Put all of the records below into a numbered list, and leave out any blank lines.
┌──
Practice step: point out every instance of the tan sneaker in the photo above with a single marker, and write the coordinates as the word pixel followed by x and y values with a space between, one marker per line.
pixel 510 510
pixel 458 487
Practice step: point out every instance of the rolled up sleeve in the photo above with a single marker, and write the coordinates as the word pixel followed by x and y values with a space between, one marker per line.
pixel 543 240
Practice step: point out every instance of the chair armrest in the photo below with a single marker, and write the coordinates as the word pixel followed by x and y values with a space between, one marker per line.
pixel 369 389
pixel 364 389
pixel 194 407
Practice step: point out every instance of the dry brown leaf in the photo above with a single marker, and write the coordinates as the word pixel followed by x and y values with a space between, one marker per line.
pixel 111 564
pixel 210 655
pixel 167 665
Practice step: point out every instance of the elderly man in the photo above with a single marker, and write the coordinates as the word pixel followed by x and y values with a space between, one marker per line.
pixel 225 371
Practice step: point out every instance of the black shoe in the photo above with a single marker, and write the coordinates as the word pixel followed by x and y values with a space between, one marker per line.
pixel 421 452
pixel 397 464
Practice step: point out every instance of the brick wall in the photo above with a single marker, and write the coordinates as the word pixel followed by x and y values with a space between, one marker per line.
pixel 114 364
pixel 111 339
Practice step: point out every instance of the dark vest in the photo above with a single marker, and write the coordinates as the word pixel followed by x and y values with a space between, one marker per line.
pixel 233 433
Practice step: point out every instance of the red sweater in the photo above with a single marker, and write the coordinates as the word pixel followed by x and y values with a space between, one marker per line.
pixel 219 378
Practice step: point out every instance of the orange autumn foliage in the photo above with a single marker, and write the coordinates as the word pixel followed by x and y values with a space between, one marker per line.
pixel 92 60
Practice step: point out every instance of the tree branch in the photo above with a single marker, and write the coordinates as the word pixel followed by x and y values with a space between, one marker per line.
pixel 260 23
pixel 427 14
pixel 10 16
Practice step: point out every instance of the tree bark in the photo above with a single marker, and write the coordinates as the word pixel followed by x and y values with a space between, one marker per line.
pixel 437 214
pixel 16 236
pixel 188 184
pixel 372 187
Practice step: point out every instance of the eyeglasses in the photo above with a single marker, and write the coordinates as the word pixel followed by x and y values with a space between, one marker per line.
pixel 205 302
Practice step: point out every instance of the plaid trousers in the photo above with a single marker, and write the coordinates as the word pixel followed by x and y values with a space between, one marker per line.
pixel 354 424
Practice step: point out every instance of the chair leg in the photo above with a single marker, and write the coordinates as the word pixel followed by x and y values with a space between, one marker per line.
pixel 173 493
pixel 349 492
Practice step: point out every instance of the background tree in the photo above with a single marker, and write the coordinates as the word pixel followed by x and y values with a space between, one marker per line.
└──
> RESULT FOR THIS TASK
1. Practice step: point out every instance of the tan sneaker in the photo above with a single marker, and write the coordinates as the word pixel followed by x and y values with a space between, one marker per line.
2. pixel 510 510
3. pixel 458 487
4. Practice step: point out every instance of the rolled up sleeve in the photo above with a single marker, and write the coordinates as the word pixel followed by x and y values with a space between, one marker per line.
5. pixel 543 240
6. Practice step: point out every instance of the chair armrest in the photo below with a single marker, and write the coordinates as the word pixel followed by x and y values with a space between, one marker per line.
7. pixel 369 389
8. pixel 364 389
9. pixel 194 407
10. Practice step: point out every instance of the dry brown leaf in the photo above with a single marker, and write the coordinates as the word pixel followed by x and y values with a space between, one marker per line.
11. pixel 111 564
12. pixel 210 655
13. pixel 167 665
14. Practice step: point out every instance of the elderly man in the photo above with a single marker, and write the coordinates as the word pixel followed by x and y values with a space between, one marker per line.
15. pixel 225 371
16. Practice step: point out every instance of the black shoe in the photo above with a single marker, and write the coordinates as the word pixel followed by x and y values with a space between, one marker per line.
17. pixel 421 452
18. pixel 397 464
19. Practice step: point out every instance of the brick wall in the photo above with a single marker, and write the coordinates as the word pixel followed by x and y values with a space between, one marker per line.
20. pixel 114 364
21. pixel 111 339
22. Practice step: point out every instance of the dark vest in the photo above with a single marker, and write the coordinates as the word pixel followed by x and y values with a space between, one marker per line.
23. pixel 233 433
24. Practice step: point out every instance of the red sweater in the photo above with a single marker, and write the coordinates as the word pixel followed by x and y values with a space between, one marker per line.
25. pixel 219 378
26. Practice step: point out every instance of the orange autumn foliage in the photo above with a single marker, and write the coordinates as the word pixel followed by x and y values with a space between, one marker per line.
27. pixel 92 60
28. Practice step: point out every instance of the tree branch in the photo above with a single marker, and write the coordinates as the word pixel followed by x and y values with a space between, one marker per line.
29. pixel 260 23
30. pixel 427 14
31. pixel 10 16
32. Practice step: point out every instance of the tree bark in the photo above with a single marker, and write the coordinates as the word pixel followed by x and y values with a space between, one marker per line.
33. pixel 437 214
34. pixel 16 236
35. pixel 188 184
36. pixel 372 187
37. Practice step: point out every instance of the eyeglasses in the photo above with a single marker, and write the coordinates as the word pixel followed by x and y values with a space between, one marker per line.
38. pixel 205 302
39. Practice step: point out every instance of the plaid trousers in the photo above with a single marker, and write the coordinates as the word pixel followed by x and y values with a space between, one marker per line.
40. pixel 354 424
41. Practice step: point out every instance of the chair leg in the photo above with a single marker, and write the coordinates as the word pixel followed by x and y values with a space between, one marker per line.
42. pixel 173 493
43. pixel 349 492
44. Practice step: point out every instance of the background tree in the photo above with a single marker, and write the coordinates as the word pixel followed by x and y values with a space between, one marker per line.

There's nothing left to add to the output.